### Work required
Continue the text on Pushpay's production-ready AI query agent, beginning right after its final sentence.

### Text segment
★ ★ ★
Practical lesson: production-ready AI agents are a product-engineering problem—measurement, controlled rollouts, and governance matter more than endless prompt tinkering.

The problem: prototype plateau, not a prompt puzzle

Pushpay—serving churches and faith-based organizations—built a natural-language query layer to surface donor and engagement insights. Early prototypes relied on prompt engineering and hit a plateau: roughly 60–70% “accuracy” on business queries. Instead of continuing the prompt loop, Pushpay and AWS reframed the effort as product engineering: add measurement, observability, and a controlled rollout strategy.

“A production-ready agent demands more than clever prompts — it needs a scientific, data-driven evaluation and observability foundation.”

What “production-ready agent” meant for Pushpay

Fast, deterministic responses to plain-English queries with structured outputs (JSON) that downstream systems can consume.
★ ★ ★
### Record set

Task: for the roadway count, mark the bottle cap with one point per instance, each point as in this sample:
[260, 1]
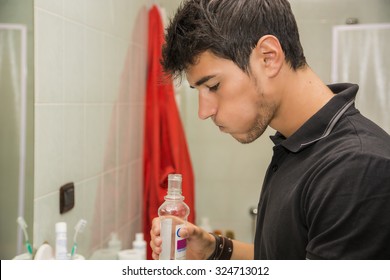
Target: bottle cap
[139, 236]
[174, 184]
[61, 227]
★ ★ ★
### Result below
High accuracy for customer-facing domains—Pushpay targeted ~95% for high-impact areas—while degrading or suppressing weaker categories during rollout.
Safety and governance: PII and pastoral data are protected and never used to train external models under the AWS Shared Responsibility Model and Pushpay’s internal standards.

Key definitions (short and practical)

Agentic AI: An AI that executes multi-step tasks or queries on behalf of a user, often coordinating search, reasoning, and actions.
Semantic search: Finding relevant context (documents, filters) based on meaning, not keyword matches.
Prompt caching: Reusing large, stable prompt context so the model call sends fewer tokens, lowering latency and cost.
LLM-as-a-judge: Using an LLM to compare model outputs to expected answers and flag mismatches for human review.
Wilson score interval: A statistical method for confidence intervals, useful for accuracy estimates with small samples.
Latency p50–p90: Median (p50) to 90th-percentile (p90) response-time measurements—used to decide UX trade-offs.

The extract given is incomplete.